## INSTRUÇÃO
Reproduza sem alterações o trecho da entrevista que começa em "Quais são as" e segue até "que você participou.".

## TEXTO DE LEITURA
####
Quais são as novidades na reconstrução do Museu Nacional/UFRJ? A gestora técnica e estratégica do Projeto Museu Nacional Vive, Larissa Graça, conversou com o Harpia sobre as conquistas recentes, os desafios da gestão integrada dos projetos técnicos e as diretrizes fundamentais que orientam o trabalho: preservação do patrimônio histórico, valorização da memória, inovação, sustentabilidade e acessibilidade. Ela também faz reflexões a partir de sua trajetória de quase 20 anos na implantação e gestão de projetos, especialmente nos campos do patrimônio material e imaterial. Confira a seguir.
Harpia — Larissa, para começar esta entrevista, conte aos leitores do Harpia os principais projetos de implantação de museus em que você participou.
Larissa Graça — Desde 2007, atuo na implantação de museus. Meu primeiro projeto foi o Museu do Futebol, em São Paulo, onde entrei na fase final da obra, integrando a equipe da Fundação Roberto Marinho para coordenar a expografia e o conteúdo expositivo. Desde então, minha atuação na Fundação tem sido contínua na área de patrimônio e cultura. Participei da implantação de outros museus, como a reconstrução do Museu da Língua Portuguesa e, em diferentes etapas, do MAR (Museu de Arte do Rio), do Museu do Amanhã e do Paço do Frevo. Atualmente, além da reconstrução do Museu Nacional, também estou envolvida no projeto de implantação e gestão do Museu da Imagem e do Som, que passou por um período de paralisação devido às obras do governo, mas que segue em curso para ser finalizado.
####
Registros armazenados
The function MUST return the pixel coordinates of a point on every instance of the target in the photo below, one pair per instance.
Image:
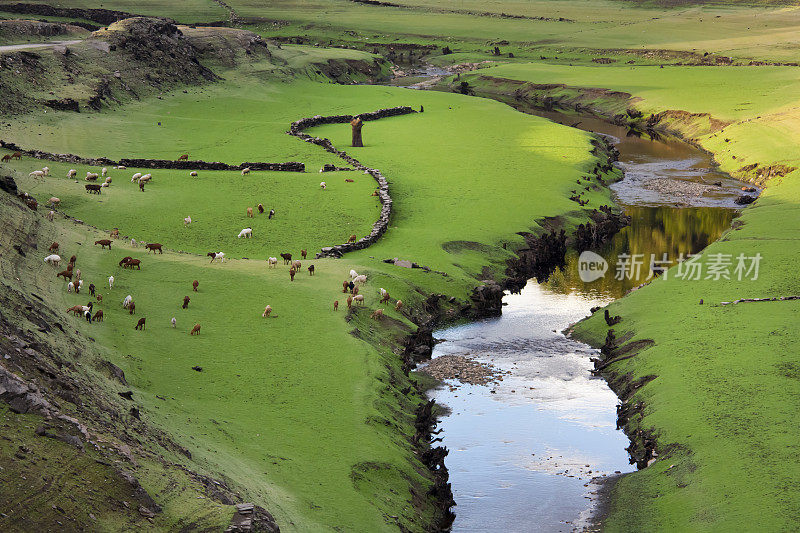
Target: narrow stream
(529, 451)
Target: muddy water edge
(532, 433)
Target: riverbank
(706, 389)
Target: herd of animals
(73, 277)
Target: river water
(529, 451)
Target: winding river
(529, 451)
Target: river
(529, 451)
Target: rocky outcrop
(380, 226)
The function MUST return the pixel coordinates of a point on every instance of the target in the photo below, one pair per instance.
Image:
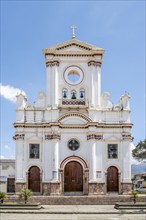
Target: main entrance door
(34, 179)
(73, 177)
(112, 179)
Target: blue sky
(29, 26)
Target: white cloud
(9, 92)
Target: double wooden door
(73, 177)
(112, 179)
(34, 179)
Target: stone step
(80, 200)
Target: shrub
(25, 194)
(3, 196)
(134, 195)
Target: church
(73, 140)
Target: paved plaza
(72, 216)
(73, 212)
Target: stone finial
(40, 103)
(73, 27)
(125, 101)
(106, 103)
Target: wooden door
(10, 185)
(112, 179)
(34, 179)
(73, 177)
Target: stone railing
(73, 102)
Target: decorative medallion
(73, 75)
(73, 145)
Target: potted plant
(134, 195)
(25, 194)
(3, 196)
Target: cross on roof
(73, 27)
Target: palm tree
(25, 194)
(3, 196)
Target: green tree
(3, 196)
(25, 194)
(139, 153)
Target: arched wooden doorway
(34, 179)
(112, 179)
(73, 177)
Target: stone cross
(73, 27)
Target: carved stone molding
(94, 63)
(126, 137)
(52, 63)
(95, 137)
(52, 136)
(73, 102)
(19, 137)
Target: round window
(73, 75)
(73, 145)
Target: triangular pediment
(73, 45)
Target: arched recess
(83, 117)
(112, 179)
(77, 181)
(34, 179)
(73, 177)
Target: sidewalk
(76, 209)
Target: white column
(56, 85)
(91, 86)
(19, 161)
(48, 86)
(98, 84)
(55, 159)
(92, 156)
(126, 157)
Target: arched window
(82, 93)
(73, 94)
(64, 93)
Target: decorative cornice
(95, 137)
(74, 114)
(73, 102)
(52, 63)
(72, 126)
(126, 137)
(73, 42)
(52, 136)
(94, 63)
(19, 137)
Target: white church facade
(73, 140)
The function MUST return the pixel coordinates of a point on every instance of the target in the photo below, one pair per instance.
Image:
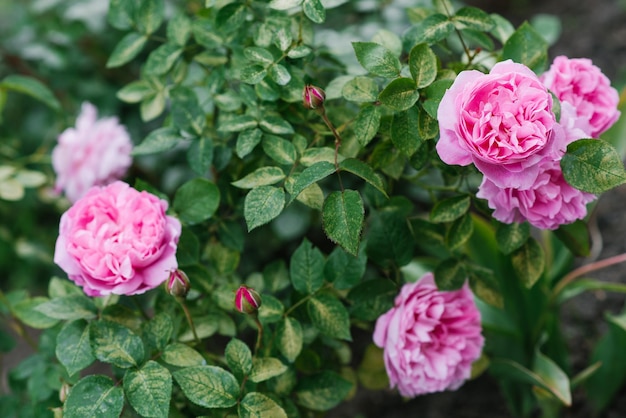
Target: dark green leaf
(94, 396)
(400, 94)
(208, 386)
(196, 200)
(342, 219)
(31, 87)
(306, 269)
(127, 49)
(262, 204)
(149, 389)
(323, 391)
(593, 165)
(377, 59)
(528, 262)
(73, 348)
(329, 316)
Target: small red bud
####
## RESPOSTA DA TAREFA
Quais são as novidades na reconstrução do Museu Nacional/UFRJ? A gestora técnica e estratégica do Projeto Museu Nacional Vive, Larissa Graça, conversou com o Harpia sobre as conquistas recentes, os desafios da gestão integrada dos projetos técnicos e as diretrizes fundamentais que orientam o trabalho: preservação do patrimônio histórico, valorização da memória, inovação, sustentabilidade e acessibilidade. Ela também faz reflexões a partir de sua trajetória de quase 20 anos na implantação e gestão de projetos, especialmente nos campos do patrimônio material e imaterial. Confira a seguir.
Harpia — Larissa, para começar esta entrevista, conte aos leitores do Harpia os principais projetos de implantação de museus em que você participou.